RECORDS:
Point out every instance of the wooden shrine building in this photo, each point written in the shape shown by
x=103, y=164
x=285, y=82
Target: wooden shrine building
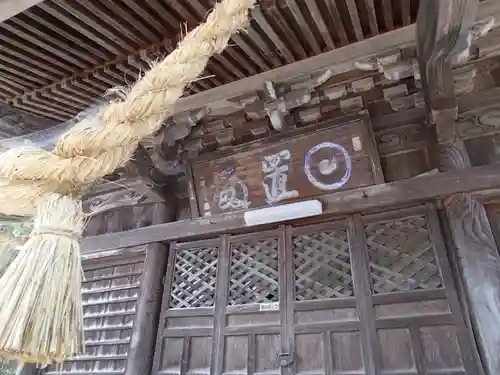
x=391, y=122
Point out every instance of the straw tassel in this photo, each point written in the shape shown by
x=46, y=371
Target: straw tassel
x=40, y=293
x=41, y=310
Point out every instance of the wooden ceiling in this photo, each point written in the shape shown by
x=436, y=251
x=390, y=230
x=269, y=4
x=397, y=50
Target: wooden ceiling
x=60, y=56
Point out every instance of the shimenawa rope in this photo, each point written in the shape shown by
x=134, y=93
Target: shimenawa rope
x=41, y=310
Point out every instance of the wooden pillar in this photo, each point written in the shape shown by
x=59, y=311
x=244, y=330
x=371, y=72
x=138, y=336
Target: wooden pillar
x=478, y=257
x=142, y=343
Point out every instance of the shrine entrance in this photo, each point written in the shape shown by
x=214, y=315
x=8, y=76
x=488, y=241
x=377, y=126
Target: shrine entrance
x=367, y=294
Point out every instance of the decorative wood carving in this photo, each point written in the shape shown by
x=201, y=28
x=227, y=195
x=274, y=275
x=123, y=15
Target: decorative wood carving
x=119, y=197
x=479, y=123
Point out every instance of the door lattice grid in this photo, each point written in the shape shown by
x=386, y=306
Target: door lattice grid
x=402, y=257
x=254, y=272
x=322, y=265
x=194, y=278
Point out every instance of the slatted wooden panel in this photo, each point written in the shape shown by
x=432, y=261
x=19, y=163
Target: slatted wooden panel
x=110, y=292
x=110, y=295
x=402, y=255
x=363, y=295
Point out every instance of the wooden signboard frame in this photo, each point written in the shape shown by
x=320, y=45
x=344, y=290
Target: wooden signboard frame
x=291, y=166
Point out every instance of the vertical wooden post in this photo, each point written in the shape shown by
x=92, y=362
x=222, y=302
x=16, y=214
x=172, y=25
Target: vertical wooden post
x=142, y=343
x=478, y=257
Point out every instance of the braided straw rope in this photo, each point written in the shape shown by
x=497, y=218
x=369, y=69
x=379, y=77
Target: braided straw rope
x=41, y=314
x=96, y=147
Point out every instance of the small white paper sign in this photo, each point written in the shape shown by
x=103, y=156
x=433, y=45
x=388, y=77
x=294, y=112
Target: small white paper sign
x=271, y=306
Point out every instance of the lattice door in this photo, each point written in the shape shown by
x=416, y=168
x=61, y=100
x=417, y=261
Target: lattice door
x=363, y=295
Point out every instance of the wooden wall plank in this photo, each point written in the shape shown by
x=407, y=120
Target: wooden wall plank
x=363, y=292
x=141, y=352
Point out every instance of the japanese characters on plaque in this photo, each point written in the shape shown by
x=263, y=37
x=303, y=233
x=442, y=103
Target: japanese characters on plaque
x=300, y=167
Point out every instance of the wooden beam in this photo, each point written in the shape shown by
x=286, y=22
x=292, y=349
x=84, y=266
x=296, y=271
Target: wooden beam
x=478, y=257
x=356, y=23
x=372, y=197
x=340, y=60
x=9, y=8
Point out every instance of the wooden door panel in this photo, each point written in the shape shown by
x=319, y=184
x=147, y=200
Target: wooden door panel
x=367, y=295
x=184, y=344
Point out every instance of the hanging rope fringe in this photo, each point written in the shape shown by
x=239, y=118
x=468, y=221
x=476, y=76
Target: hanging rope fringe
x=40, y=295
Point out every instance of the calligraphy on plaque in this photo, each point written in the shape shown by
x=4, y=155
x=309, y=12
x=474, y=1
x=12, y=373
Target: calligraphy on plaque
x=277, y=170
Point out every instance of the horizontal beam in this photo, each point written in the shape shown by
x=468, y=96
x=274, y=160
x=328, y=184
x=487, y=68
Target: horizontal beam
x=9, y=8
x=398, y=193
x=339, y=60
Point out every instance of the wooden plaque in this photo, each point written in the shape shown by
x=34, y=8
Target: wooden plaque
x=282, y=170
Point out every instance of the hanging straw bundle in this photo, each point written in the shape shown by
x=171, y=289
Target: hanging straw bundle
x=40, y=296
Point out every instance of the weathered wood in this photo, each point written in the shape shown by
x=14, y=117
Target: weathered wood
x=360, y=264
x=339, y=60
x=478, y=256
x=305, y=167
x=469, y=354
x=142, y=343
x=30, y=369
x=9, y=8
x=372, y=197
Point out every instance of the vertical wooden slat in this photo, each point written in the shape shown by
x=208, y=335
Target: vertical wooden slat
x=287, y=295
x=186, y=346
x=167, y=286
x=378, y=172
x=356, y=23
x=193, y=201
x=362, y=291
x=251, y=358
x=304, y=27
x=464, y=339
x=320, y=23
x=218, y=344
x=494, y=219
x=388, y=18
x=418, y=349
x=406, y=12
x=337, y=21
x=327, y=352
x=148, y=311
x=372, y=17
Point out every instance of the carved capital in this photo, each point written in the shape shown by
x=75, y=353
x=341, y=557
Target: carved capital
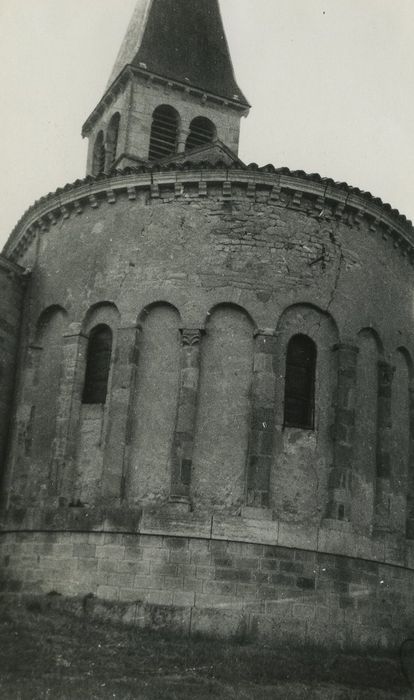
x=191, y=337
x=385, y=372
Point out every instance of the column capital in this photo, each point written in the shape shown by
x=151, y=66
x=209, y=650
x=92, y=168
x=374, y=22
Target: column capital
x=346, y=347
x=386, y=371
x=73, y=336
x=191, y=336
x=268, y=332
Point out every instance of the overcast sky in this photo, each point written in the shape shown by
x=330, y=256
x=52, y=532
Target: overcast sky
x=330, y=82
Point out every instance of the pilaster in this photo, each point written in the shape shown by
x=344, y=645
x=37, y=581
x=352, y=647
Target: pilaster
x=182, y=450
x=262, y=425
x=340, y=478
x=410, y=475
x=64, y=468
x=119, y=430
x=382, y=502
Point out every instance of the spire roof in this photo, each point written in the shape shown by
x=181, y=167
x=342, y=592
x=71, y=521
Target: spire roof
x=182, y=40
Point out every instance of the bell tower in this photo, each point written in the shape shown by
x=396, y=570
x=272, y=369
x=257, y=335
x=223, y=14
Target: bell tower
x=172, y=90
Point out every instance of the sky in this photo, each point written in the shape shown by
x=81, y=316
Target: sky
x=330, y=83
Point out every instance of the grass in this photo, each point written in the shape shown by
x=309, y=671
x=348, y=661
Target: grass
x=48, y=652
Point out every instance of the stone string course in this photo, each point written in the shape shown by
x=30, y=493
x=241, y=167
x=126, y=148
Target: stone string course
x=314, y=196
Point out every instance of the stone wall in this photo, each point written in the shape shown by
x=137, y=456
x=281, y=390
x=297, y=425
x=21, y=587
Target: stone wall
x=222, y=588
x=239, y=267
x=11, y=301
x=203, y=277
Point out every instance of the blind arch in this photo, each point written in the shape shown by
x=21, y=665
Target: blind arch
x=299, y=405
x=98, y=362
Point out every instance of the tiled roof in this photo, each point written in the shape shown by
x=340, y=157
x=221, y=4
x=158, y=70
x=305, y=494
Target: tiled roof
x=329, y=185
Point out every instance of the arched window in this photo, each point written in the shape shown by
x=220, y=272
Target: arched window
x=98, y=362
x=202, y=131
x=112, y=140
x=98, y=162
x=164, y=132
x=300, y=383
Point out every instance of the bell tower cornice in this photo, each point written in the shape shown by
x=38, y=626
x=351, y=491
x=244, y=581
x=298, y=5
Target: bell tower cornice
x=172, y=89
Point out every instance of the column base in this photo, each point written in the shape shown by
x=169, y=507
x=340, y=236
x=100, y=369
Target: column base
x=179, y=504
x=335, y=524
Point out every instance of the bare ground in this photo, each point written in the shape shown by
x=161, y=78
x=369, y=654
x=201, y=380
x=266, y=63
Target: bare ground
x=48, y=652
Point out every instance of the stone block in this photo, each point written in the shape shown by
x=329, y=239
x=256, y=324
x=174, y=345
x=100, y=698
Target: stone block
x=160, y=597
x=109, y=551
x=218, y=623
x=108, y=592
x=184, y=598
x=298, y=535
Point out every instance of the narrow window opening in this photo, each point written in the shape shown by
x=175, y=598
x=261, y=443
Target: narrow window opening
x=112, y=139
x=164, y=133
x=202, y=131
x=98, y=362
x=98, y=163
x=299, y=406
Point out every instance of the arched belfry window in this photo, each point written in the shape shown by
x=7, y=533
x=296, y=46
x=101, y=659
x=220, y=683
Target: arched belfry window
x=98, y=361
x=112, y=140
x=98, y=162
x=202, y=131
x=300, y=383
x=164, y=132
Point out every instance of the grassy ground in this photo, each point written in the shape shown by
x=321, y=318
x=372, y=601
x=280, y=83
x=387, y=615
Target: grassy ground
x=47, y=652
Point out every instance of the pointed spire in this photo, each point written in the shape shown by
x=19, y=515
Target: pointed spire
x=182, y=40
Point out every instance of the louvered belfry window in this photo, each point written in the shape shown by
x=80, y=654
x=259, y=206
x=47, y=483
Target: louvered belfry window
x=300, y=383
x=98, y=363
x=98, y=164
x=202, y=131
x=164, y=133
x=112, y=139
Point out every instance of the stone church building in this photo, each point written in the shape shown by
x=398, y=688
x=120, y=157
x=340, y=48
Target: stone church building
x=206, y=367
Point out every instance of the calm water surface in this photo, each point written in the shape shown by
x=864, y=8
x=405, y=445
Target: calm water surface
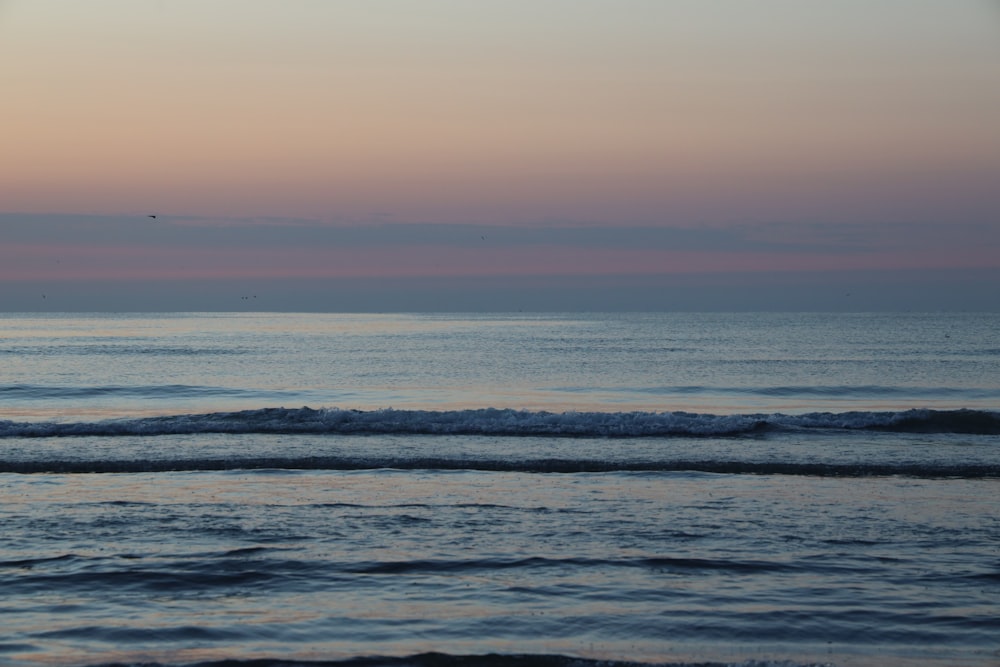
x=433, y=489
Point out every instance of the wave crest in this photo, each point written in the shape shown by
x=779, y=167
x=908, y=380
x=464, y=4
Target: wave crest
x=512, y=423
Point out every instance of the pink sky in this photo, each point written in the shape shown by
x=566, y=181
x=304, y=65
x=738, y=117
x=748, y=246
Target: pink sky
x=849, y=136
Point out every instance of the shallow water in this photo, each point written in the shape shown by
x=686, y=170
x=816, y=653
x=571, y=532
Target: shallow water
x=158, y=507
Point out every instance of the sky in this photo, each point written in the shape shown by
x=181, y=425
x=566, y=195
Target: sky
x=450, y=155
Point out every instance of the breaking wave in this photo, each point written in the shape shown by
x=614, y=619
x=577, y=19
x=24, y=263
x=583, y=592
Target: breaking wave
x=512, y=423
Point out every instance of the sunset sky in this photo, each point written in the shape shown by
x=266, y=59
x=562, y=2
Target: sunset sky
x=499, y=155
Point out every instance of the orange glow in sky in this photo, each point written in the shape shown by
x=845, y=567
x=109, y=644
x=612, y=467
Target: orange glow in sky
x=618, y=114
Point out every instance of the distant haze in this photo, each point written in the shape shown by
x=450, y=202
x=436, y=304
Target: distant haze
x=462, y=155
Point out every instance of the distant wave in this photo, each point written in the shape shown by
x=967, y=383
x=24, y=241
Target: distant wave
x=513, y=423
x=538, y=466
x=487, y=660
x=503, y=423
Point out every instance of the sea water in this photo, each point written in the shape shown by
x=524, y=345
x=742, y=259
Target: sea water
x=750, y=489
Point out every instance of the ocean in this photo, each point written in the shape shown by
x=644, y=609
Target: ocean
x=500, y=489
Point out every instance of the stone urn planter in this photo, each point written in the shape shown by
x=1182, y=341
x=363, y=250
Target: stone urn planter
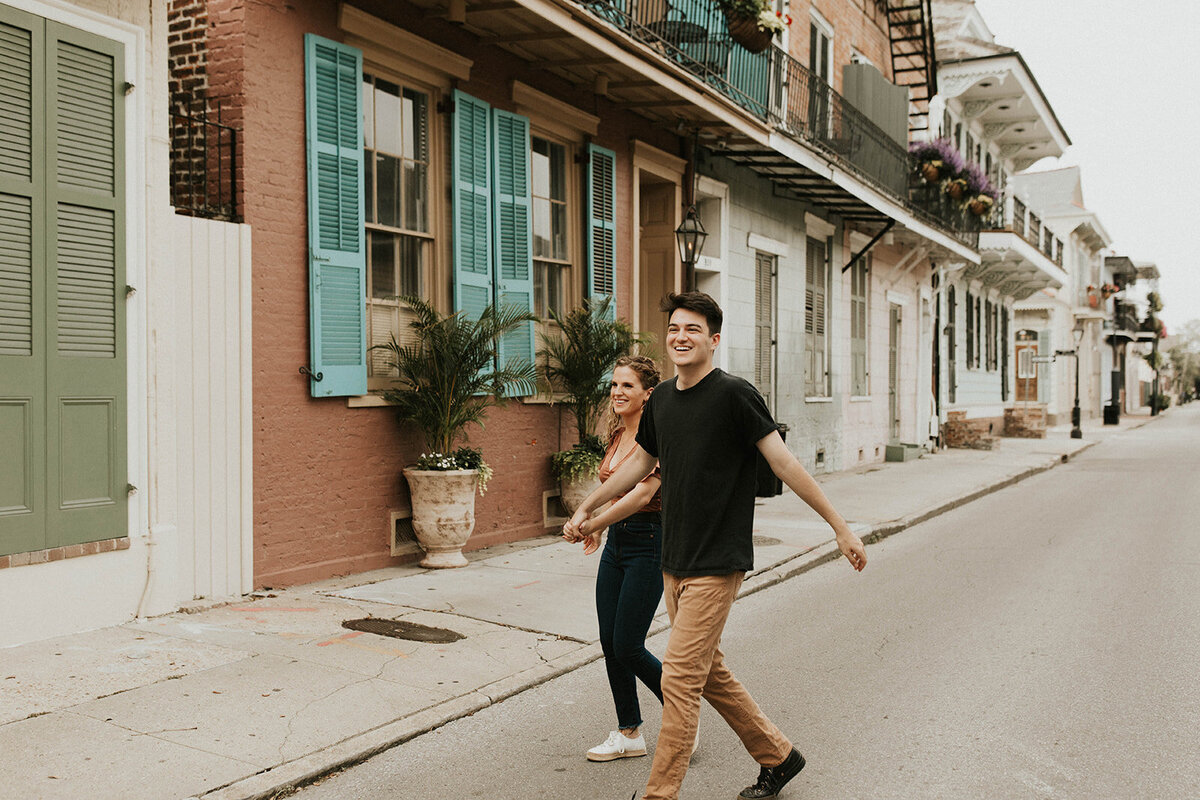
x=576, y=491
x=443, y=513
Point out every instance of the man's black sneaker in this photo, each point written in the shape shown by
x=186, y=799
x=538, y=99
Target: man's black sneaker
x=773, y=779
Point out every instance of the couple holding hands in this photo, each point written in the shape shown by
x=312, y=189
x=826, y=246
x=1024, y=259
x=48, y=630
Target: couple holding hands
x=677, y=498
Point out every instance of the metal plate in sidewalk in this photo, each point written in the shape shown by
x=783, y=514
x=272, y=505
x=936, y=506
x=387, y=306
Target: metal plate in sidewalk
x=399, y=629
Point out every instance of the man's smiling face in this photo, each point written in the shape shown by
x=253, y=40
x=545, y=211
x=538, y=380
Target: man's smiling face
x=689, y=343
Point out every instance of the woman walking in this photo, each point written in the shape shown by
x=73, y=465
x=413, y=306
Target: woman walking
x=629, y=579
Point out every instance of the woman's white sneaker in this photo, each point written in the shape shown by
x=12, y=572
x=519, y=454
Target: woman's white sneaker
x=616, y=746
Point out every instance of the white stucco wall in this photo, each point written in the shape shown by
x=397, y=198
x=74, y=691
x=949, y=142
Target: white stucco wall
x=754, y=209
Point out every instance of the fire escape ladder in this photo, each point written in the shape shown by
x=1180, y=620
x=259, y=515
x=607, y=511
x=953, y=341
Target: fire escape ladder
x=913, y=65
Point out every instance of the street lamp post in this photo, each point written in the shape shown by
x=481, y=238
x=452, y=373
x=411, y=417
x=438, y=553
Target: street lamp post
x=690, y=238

WORK ORDER: Take the records above and return, word for word, only the lines that fall from the line with "x=377, y=126" to the line with "x=344, y=290", both of them included.

RESULT OF THIS EXERCISE:
x=377, y=126
Target: shrine entrance
x=367, y=294
Point out every instance of the decorative wood carving in this photo, each point written in the shape shown by
x=201, y=28
x=227, y=195
x=274, y=275
x=123, y=15
Target: decorative wood carving
x=119, y=197
x=479, y=123
Point out every instance of the door lattice grid in this photo, each point written in the shape shown by
x=386, y=306
Target: door lattice grid
x=402, y=257
x=254, y=272
x=322, y=265
x=194, y=278
Point out every instance of the slatted wooden panel in this photo, each point written in the shape shown by
x=432, y=261
x=19, y=163
Target: slatted wooden panel
x=110, y=292
x=110, y=295
x=402, y=255
x=363, y=295
Point out every instance of the wooden signboard frame in this photo, each point written in the shape shown by
x=320, y=45
x=344, y=290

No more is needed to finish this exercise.